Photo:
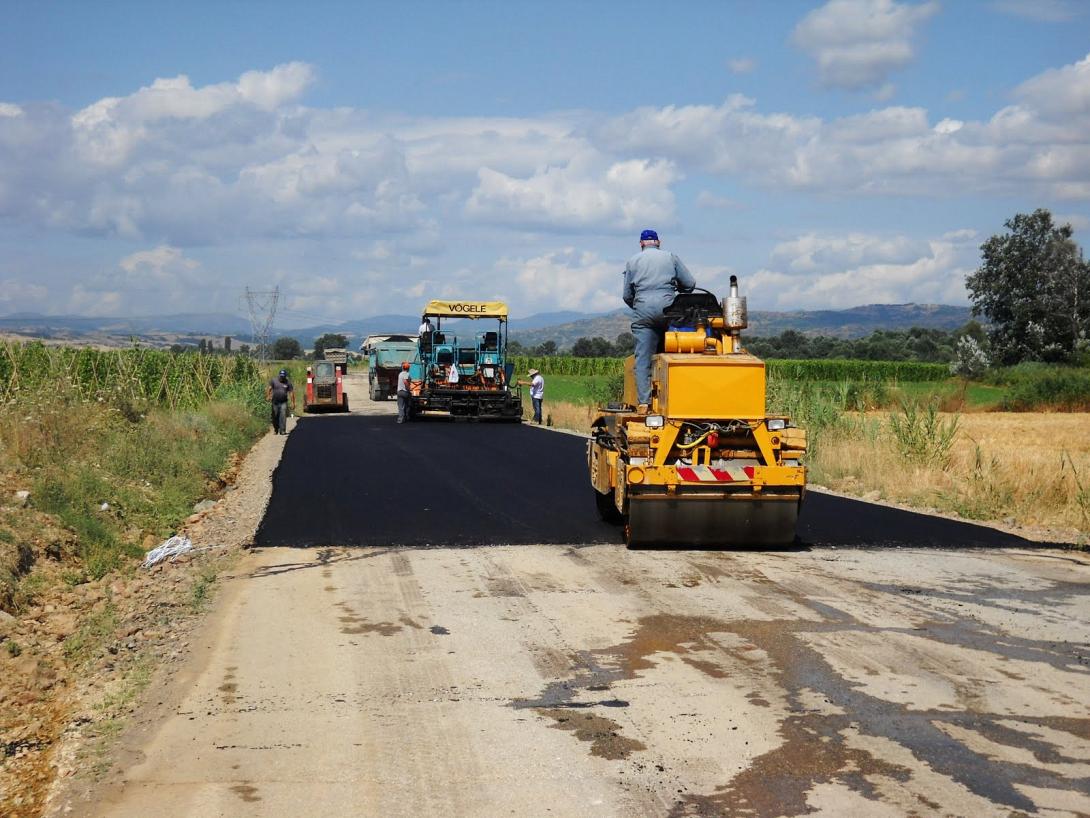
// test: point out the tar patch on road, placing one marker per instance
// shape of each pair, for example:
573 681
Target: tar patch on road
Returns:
367 481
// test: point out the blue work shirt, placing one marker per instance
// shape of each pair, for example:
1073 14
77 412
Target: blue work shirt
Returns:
652 278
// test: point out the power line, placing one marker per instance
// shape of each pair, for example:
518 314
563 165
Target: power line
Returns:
262 307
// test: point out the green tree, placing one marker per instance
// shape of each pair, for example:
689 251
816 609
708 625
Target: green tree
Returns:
1033 287
329 340
287 348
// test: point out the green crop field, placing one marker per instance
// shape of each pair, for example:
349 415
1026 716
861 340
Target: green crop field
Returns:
148 375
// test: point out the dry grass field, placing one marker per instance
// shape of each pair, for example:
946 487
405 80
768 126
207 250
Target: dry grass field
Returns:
1027 469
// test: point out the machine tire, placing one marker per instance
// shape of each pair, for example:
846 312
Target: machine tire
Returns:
607 509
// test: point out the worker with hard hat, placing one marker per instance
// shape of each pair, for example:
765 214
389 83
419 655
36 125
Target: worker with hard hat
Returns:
536 384
404 392
652 279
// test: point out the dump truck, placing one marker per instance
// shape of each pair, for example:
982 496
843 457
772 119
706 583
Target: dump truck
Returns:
464 375
337 356
704 464
325 388
385 356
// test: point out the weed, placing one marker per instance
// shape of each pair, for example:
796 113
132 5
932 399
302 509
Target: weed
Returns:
1082 493
95 630
73 578
922 436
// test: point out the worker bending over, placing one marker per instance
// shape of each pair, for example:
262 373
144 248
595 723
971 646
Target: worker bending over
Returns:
652 278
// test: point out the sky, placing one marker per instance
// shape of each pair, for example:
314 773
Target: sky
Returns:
365 157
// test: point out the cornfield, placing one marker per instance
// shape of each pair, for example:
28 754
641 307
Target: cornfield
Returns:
149 375
810 370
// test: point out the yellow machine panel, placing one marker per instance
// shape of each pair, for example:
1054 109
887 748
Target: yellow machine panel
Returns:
629 395
701 386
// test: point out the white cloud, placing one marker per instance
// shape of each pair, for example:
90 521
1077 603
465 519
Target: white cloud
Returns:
584 193
1060 92
567 279
711 201
22 295
1037 146
161 262
1044 11
741 64
835 272
857 44
399 207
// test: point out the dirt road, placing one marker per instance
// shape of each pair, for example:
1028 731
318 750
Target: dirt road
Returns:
571 680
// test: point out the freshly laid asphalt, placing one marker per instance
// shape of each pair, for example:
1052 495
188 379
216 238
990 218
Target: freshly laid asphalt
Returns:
368 481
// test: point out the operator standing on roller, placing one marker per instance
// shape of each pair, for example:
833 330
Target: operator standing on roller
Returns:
652 278
404 393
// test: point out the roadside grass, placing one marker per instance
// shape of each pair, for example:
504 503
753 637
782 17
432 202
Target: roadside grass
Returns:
94 632
97 757
1025 468
203 587
113 473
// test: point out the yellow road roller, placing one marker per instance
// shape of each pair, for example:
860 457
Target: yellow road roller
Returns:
703 464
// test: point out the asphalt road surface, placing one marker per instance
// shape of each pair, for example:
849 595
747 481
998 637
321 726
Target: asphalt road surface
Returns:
363 480
566 675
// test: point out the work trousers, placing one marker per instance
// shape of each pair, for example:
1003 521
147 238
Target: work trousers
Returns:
650 334
280 418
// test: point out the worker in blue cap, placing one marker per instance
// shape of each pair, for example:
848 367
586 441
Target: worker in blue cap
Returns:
652 278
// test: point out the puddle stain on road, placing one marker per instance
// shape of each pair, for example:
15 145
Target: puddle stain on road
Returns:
604 734
815 746
230 686
246 791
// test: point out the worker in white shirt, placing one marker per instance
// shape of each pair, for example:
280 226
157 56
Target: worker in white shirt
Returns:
536 385
404 393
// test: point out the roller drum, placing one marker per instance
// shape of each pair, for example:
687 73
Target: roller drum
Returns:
692 520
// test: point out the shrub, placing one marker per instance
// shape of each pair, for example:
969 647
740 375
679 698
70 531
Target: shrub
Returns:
1044 386
921 436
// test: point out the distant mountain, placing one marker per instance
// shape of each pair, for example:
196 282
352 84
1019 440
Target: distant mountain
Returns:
857 322
358 329
564 327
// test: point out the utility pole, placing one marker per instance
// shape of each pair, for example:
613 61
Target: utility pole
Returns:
262 307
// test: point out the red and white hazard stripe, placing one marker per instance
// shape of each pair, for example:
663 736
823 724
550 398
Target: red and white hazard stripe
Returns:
707 474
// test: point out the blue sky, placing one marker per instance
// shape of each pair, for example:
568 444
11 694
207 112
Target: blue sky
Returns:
365 157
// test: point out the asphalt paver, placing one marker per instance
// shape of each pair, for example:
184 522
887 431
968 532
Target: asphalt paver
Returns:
370 481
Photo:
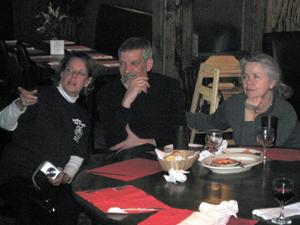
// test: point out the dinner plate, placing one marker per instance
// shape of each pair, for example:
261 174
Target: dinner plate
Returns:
191 147
247 160
243 151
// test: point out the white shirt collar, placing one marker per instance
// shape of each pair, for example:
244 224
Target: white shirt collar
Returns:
65 95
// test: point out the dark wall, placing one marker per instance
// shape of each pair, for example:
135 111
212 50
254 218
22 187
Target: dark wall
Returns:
6 20
218 25
214 21
25 23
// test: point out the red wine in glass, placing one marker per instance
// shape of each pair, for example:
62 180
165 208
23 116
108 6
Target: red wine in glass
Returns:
283 191
283 195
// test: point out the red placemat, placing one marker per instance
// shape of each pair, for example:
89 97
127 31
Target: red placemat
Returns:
77 48
130 169
130 197
173 216
280 153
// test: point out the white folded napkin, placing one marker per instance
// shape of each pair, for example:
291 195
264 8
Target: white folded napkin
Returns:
206 153
176 175
213 214
270 213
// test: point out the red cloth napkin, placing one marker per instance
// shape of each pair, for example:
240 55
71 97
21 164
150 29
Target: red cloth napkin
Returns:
170 216
113 63
135 168
100 56
77 48
280 153
173 216
240 221
130 197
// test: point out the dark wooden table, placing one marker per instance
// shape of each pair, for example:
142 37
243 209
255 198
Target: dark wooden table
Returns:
251 189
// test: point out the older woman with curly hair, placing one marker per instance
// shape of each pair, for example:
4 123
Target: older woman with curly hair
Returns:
264 95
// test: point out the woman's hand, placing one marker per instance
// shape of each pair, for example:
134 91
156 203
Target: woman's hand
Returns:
62 178
131 141
251 106
27 98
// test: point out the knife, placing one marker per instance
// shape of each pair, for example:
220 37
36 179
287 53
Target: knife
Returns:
117 174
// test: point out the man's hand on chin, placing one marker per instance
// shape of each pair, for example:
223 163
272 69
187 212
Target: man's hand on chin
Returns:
131 141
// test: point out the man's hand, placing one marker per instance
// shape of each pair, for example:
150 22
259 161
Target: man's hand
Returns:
131 141
135 88
27 98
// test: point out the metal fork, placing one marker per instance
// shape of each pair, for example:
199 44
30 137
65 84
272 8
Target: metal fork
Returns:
115 189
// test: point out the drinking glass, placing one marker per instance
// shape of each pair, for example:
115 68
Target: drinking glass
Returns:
265 136
213 139
283 191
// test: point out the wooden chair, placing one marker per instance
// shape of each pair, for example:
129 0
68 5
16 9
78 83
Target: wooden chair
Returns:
210 95
203 93
230 74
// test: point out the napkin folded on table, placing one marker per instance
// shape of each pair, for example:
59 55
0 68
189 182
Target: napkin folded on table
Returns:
129 200
270 213
206 153
173 216
211 214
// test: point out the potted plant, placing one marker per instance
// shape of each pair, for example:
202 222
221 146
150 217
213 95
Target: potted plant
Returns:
63 19
52 23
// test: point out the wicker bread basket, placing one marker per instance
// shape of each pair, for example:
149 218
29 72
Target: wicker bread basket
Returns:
180 164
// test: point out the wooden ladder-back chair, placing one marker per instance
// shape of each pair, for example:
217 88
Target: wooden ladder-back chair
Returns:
203 93
230 74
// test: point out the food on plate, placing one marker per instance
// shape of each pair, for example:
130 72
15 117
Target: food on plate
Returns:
224 162
173 156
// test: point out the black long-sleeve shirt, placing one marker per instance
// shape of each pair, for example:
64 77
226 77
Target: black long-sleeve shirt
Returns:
154 115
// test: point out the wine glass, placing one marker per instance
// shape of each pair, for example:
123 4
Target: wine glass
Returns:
265 136
213 139
283 191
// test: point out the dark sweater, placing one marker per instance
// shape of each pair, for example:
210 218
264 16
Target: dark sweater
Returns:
53 130
152 115
231 114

....................

*Exercise directions*: Check each line above for the word "shirt" and say how many have it, with nothing else.

*Solution*: 8